**What is being asked**
Which lines of the records below contain the word "throw"? Gather each of them, treating case as significant.

[Location identification entries]

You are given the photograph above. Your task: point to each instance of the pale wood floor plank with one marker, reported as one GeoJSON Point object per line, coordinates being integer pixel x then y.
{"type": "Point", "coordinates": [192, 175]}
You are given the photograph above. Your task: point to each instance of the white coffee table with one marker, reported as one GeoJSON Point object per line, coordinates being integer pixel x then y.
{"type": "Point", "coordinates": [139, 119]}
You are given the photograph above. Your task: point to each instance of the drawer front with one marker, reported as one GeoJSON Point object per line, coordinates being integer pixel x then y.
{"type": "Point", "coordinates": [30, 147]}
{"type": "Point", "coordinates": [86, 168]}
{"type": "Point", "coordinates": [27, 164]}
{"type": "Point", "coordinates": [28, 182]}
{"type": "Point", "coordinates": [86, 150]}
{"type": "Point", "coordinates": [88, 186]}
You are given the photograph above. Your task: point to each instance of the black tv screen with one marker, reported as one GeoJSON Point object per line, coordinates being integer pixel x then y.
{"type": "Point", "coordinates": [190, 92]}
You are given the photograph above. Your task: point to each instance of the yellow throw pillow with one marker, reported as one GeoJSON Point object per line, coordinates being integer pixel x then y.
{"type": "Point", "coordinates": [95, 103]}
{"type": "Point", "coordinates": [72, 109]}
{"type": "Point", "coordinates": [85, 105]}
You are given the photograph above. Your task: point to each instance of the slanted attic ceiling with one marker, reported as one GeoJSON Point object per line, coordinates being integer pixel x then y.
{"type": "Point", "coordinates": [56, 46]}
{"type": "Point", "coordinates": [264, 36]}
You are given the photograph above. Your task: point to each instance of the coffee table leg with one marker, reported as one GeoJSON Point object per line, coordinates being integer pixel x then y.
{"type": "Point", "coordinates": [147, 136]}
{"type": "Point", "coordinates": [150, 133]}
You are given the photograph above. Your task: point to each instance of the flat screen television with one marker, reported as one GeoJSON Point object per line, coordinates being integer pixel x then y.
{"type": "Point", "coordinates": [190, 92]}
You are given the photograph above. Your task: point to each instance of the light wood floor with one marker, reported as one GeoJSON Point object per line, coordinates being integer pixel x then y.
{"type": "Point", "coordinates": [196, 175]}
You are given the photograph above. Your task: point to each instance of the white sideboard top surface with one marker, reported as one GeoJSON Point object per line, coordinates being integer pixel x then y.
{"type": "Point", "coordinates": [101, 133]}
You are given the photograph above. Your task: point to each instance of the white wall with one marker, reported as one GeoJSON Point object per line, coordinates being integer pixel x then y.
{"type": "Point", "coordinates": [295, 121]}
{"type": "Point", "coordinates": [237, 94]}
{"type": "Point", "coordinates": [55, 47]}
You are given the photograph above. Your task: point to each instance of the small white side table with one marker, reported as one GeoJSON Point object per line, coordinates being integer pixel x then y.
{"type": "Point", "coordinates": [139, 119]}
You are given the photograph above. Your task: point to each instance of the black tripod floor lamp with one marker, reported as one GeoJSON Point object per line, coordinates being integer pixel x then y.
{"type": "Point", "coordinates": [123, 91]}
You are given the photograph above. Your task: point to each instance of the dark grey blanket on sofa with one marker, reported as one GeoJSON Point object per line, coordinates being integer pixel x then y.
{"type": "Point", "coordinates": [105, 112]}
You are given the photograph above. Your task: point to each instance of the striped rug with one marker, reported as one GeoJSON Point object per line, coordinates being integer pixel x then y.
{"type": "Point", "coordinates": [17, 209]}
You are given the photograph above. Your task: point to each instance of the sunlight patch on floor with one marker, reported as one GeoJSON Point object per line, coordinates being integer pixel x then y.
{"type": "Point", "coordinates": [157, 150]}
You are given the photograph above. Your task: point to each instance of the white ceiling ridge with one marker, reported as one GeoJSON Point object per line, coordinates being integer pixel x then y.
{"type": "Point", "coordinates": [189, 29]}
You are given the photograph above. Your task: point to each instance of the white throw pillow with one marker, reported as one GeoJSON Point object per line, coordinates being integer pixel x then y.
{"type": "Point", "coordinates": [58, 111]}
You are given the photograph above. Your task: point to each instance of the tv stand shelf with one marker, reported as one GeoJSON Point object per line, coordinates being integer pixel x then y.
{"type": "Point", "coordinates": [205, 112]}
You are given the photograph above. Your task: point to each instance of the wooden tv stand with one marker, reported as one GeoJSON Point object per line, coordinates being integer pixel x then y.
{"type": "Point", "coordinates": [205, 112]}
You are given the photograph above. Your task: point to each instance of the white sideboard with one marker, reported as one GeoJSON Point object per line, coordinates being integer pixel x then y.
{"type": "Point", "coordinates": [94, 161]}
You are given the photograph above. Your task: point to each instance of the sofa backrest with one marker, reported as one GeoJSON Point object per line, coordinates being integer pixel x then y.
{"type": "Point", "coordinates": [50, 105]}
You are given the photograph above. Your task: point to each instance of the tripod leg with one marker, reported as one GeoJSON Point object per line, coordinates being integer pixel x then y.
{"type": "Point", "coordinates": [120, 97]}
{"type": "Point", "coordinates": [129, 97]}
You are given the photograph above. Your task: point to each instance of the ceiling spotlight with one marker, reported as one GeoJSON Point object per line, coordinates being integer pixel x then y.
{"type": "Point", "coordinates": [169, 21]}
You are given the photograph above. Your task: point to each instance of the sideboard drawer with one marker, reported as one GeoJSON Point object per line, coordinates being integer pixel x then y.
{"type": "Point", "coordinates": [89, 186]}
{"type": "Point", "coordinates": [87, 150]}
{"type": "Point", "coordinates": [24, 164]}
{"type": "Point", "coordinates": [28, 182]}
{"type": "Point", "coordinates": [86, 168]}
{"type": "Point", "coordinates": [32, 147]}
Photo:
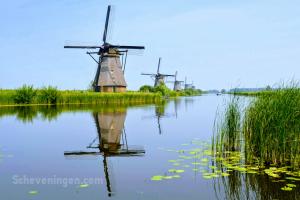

**Final result**
You are given the photograph above. Your task: point to each instance of the yellow throw pillow with one marker, reported as one GeoJSON Point object per line, coordinates being integer pixel x then y.
You are given the photograph above. Your task: point to each instance of the white throw pillow with one marker, reported as one GeoJSON Point object per line, coordinates being integer pixel x then y.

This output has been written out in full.